---------- Exercise inputs
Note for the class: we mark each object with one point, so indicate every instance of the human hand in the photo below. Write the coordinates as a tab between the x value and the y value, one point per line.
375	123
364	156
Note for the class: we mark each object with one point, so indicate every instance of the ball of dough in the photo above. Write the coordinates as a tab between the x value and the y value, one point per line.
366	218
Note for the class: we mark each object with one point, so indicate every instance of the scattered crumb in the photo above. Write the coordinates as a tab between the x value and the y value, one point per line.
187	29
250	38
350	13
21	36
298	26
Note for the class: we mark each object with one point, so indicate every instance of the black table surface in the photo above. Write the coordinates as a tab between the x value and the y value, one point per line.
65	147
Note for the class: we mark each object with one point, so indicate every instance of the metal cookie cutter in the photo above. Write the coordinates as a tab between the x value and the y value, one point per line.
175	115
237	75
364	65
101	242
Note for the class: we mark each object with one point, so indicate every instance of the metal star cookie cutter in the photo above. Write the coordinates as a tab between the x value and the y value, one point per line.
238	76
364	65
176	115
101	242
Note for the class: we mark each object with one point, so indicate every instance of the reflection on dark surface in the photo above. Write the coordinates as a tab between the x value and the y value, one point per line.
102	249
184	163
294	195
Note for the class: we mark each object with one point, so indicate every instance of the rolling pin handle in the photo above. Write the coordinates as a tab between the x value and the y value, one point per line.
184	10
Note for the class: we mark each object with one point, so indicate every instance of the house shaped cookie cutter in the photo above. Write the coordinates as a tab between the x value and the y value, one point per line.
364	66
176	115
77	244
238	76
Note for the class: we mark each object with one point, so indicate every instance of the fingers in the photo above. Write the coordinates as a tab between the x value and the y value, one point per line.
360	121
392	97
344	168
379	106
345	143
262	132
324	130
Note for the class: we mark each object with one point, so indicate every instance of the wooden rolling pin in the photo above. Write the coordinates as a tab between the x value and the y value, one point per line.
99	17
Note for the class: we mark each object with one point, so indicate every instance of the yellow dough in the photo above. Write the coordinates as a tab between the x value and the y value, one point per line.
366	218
--------------------
[Problem to work on] Please reproduce every line of the material word for word.

[Reply]
Note for the class: we mark each object with one point, so indicate every instance of the human hand in the photo below. Write the coordinates as a tab between the x value and the y value, one point per line.
375	123
364	156
Note for the class: we mark each object with one point, so indicate every instance of the ball of dough in the photo above. Write the coordinates as a tab between the x value and the y value, one point per line.
366	218
Note for the class: we mark each object with one point, so indicate every instance of the scattered crumb in the photo above. Write the coordinates as a tab between the x value and the y value, one point per line.
187	29
250	38
350	13
21	36
298	26
Note for the class: we mark each object with one point, so indicate every instance of the black table surface in the photo above. Write the coordinates as a tab between the x value and the y value, one point per line.
65	147
Note for the class: we mark each object with one point, so indicate every instance of the metal cookie cutter in the photo above. Write the coordinates as a tab between the x value and the y value, one point per line.
175	115
237	75
364	65
101	242
Note for the class: we mark each object with one point, so indicate every instance of the metal star cookie cutter in the photo above. Write the coordinates as a tab between the x value and the y value, one point per line.
238	76
364	65
176	115
101	242
Note for the class: we mark each object with one point, so indicate every instance of the reflection on dark surface in the photo above. Write the coordinates as a tab between the x value and the y value, one point per line.
102	249
184	163
294	195
Note for the class: we mark each object with one point, so indicate every instance of the rolling pin handle in the photo above. Write the coordinates as a tab between the x value and the y value, one point per line.
184	10
Note for the class: we mark each object with one point, so indicate every instance of the house shaped cookie cutter in the photo above. Write the coordinates as a tab between the x value and the y value, one point per line.
364	66
176	115
77	244
238	76
Note for the class: we mark each object with one point, so indicate every instance of the fingers in the photo above. Write the coordinates as a tab between the x value and the y value, one point per line.
360	121
392	97
344	168
379	106
345	143
262	132
324	130
Note for the class: we mark each object with one point, so indicate every instance of the wooden rolling pin in the photo above. Write the coordinates as a tab between the x value and the y value, one point per line.
99	17
Note for the class: we mark each object with one point, so indicate every instance of the yellow dough in the photo above. Write the coordinates as a tab between the x value and the y value, one point per line.
366	218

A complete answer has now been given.